> Texto extraído:
****************************************
Depois dessas vieram mais duas dezenas de pesquisas que captaram a opinião da população brasileira sobre a participação das mulheres na política, a sobrecarga e tensão entre trabalho remunerado e trabalho doméstico, a demanda das mulheres por creches, a representação das mulheres na propaganda, o conhecimento e os medos das grávidas em face das epidemias de zika e da covid-19, a violência e o assédio no trabalho e nos transportes e o direito ao aborto.

Ao mesmo tempo, o Instituto Patrícia Galvão já realizou oficinas de media training por todo o Brasil, com profissionais de saúde e justiça e ativistas que lidam com temas complexos e que muitas vezes geram polêmicas, como os direitos sexuais e reprodutivos, o racismo, a violência contra as mulheres, a homofobia e outros.

Essa estratégia conjugada de oferecer dados inéditos e fontes credenciadas para o debate público foi bem-sucedida e continua a ser adotada até hoje, em uma demonstração de que o movimento feminista pode produzir ativos preciosos para essa relação de troca e parceria com a mídia.

Pensando grande para falar sobre violência doméstica na TV

Em 2004 o Instituto produziu sua primeira campanha sobre violência doméstica, que inovou ao ser pensada e produzida nos moldes de uma campanha publicitária de grande porte. Em outras palavras, o Instituto recorreu a profissionais da publicidade, realizou grupos de discussão e pré-testes e pós-testes das peças de comunicação com homens, agressores e não-agressores, produziu os spots em parceria com a O2 Filmes, uma grande produtora de filmes publicitários, e em diálogo com a TV Globo conseguiu que os dois vídeos de 30 segundos (Bar e Futebol) fossem veiculados gratuitamente em todo o país. Com o sucesso dessa ação, nos dois anos seguintes foram produzidas mais duas séries de vídeos: em 2005 a mensagem foi dirigida às mulheres, na campanha Chega de esconder, e em 2006 voltamos a falar com os homens, desta vez mostrando o impacto da violência doméstica sobre toda a família, em especial os filhos que a presenciam.

Hoje o Instituto prioriza a realização de campanhas nas redes sociais. O exemplo mais recente foi a campanha Armadas de informação, em parceria com diversas organizações e coletivos de mulheres, que se contrapõe à iniciativa do atual governo de liberar a posse de armas, chamando a atenção para o risco de aumento dos casos de feminicídio.
****************************************
> O que fazer:
**a.** Cite do texto extraído o trecho que vai de "Depois dessas vieram" até "homofobia e outros.".
**b.** Segundo o texto extraído, com qual produtora de filmes publicitários o Instituto produziu os spots da campanha de 2004?

> Entradas listadas:
****************************************
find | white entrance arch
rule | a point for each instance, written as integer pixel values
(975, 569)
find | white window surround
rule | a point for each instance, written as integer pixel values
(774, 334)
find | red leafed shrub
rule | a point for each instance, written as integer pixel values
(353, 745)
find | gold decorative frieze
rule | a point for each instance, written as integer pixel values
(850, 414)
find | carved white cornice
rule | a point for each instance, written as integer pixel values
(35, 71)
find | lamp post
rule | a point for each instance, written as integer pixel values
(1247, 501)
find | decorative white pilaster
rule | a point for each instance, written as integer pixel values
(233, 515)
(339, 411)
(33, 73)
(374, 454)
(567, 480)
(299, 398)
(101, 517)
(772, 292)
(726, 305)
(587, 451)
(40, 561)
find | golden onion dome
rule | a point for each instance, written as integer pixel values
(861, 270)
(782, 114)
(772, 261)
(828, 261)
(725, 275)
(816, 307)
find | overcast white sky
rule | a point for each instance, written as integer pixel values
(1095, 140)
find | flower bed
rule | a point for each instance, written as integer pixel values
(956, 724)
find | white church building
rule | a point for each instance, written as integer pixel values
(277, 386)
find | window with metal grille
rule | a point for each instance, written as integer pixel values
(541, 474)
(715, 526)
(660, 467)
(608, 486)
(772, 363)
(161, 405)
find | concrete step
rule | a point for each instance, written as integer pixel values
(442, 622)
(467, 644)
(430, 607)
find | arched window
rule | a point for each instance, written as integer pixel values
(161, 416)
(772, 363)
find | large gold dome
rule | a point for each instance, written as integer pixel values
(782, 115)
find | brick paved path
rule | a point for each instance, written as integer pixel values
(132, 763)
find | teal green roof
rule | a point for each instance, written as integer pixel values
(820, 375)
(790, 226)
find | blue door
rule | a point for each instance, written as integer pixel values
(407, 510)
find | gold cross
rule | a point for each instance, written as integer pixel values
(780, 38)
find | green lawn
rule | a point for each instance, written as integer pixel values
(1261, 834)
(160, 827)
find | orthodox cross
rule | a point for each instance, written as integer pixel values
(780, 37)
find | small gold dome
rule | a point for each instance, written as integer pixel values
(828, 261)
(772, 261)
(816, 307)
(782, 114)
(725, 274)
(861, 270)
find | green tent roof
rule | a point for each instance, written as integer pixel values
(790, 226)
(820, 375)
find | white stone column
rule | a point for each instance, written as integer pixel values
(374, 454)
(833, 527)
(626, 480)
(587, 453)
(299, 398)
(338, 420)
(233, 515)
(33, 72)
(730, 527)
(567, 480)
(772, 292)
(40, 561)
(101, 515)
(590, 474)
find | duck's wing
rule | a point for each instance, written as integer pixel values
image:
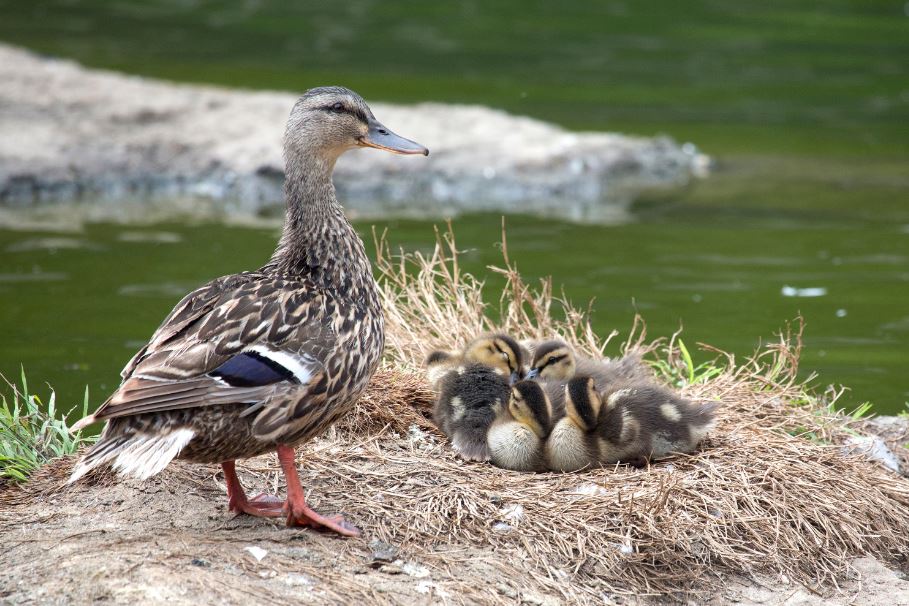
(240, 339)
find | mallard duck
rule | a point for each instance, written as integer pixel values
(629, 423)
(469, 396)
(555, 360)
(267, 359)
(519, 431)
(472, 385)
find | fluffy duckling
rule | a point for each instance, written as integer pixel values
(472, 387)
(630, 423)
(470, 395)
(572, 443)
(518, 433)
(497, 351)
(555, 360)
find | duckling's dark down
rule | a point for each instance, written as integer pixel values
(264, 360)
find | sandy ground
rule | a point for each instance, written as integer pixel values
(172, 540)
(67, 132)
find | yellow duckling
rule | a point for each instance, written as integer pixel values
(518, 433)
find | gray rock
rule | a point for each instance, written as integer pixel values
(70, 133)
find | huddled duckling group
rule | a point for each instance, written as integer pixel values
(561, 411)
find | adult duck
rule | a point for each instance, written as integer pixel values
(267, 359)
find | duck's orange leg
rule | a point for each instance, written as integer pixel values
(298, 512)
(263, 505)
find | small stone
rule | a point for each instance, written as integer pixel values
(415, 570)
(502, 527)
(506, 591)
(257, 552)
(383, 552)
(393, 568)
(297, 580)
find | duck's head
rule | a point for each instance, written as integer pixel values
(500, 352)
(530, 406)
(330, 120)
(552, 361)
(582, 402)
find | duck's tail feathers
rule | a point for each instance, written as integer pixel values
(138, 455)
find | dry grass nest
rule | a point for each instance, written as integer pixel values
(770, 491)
****************************************
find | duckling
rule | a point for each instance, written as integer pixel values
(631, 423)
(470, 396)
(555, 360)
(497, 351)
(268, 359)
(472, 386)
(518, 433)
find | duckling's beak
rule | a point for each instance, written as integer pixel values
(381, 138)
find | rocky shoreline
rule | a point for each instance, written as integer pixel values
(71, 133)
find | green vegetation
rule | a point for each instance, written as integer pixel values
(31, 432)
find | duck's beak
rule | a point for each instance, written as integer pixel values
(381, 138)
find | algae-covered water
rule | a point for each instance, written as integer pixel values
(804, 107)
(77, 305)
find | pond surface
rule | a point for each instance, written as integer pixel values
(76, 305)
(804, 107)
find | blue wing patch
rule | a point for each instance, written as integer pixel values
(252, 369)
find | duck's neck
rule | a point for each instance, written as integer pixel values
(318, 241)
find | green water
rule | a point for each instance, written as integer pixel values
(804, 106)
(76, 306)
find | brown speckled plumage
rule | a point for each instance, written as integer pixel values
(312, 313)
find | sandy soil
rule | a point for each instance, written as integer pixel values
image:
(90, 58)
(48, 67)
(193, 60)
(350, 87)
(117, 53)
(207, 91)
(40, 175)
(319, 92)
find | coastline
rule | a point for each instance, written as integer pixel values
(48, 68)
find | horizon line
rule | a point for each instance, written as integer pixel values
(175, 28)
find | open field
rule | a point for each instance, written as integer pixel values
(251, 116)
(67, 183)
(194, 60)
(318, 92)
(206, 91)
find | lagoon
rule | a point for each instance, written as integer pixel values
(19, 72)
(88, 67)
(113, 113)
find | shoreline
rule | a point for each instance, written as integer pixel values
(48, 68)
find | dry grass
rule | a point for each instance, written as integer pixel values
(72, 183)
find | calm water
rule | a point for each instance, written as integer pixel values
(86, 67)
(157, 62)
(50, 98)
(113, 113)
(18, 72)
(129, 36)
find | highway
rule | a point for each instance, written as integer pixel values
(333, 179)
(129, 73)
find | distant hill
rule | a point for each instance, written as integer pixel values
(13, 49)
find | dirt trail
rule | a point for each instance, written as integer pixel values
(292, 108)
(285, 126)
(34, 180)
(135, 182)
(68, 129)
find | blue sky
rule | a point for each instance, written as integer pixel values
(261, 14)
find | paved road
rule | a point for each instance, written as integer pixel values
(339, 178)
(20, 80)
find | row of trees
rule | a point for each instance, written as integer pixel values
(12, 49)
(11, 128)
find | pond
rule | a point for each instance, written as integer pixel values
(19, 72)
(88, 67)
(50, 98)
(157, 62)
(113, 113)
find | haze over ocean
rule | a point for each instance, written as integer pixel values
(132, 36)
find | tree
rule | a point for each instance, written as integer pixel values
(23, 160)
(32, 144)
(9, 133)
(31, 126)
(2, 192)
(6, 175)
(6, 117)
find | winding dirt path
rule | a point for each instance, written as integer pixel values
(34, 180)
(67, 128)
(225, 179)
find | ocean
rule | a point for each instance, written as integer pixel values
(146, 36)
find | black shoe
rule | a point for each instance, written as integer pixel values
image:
****************************************
> Respostas:
**a.**
Depois dessas vieram mais duas dezenas de pesquisas que captaram a opinião da população brasileira sobre a participação das mulheres na política, a sobrecarga e tensão entre trabalho remunerado e trabalho doméstico, a demanda das mulheres por creches, a representação das mulheres na propaganda, o conhecimento e os medos das grávidas em face das epidemias de zika e da covid-19, a violência e o assédio no trabalho e nos transportes e o direito ao aborto.

Ao mesmo tempo, o Instituto Patrícia Galvão já realizou oficinas de media training por todo o Brasil, com profissionais de saúde e justiça e ativistas que lidam com temas complexos e que muitas vezes geram polêmicas, como os direitos sexuais e reprodutivos, o racismo, a violência contra as mulheres, a homofobia e outros.

**b.** Com a O2 Filmes.